## Records for the exercise
• • • •
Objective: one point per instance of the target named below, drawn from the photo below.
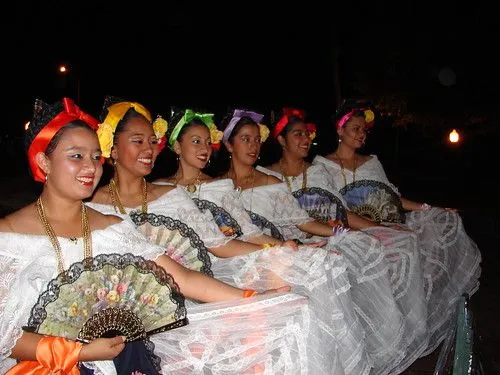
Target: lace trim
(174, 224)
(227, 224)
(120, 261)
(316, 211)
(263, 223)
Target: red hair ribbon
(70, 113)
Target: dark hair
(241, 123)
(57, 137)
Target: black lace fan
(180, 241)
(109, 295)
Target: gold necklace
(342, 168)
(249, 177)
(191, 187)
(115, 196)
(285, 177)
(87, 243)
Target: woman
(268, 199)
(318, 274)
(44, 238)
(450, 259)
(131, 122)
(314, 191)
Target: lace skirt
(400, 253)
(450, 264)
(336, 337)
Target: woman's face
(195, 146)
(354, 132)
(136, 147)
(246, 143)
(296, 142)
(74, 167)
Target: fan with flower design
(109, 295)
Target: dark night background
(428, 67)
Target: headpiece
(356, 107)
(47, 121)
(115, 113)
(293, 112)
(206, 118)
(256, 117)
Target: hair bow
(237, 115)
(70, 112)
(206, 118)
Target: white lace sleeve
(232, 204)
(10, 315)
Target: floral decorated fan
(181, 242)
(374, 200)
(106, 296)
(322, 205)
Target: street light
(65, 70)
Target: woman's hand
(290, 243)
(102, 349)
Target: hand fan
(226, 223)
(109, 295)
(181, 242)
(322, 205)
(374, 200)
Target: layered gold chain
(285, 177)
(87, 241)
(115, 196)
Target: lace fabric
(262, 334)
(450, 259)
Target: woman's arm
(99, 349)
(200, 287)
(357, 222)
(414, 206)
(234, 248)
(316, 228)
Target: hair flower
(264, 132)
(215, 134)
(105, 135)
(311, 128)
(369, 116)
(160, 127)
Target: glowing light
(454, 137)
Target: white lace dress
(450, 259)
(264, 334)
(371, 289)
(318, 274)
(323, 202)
• • • •
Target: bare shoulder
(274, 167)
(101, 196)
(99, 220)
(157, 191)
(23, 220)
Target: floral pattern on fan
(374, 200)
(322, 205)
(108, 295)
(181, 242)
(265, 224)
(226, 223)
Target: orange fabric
• • • •
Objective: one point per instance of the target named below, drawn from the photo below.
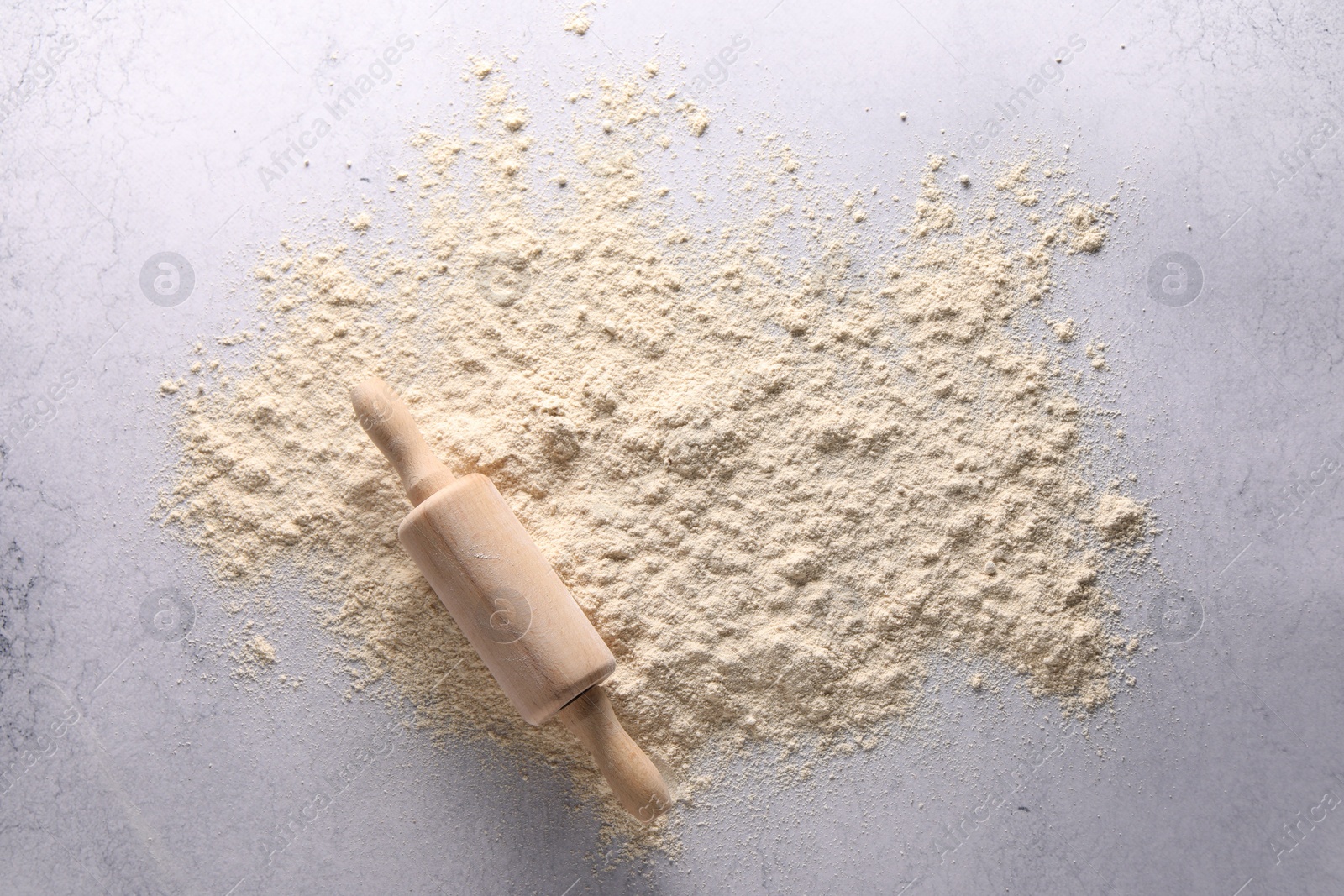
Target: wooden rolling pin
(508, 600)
• • • •
## Exercise instructions
Pull out every line of the data above that contains the string "woman". Treat uppercase and lowercase as different.

## Correct answer
Target: woman
Target: woman's face
Target: woman's hand
Target: woman's arm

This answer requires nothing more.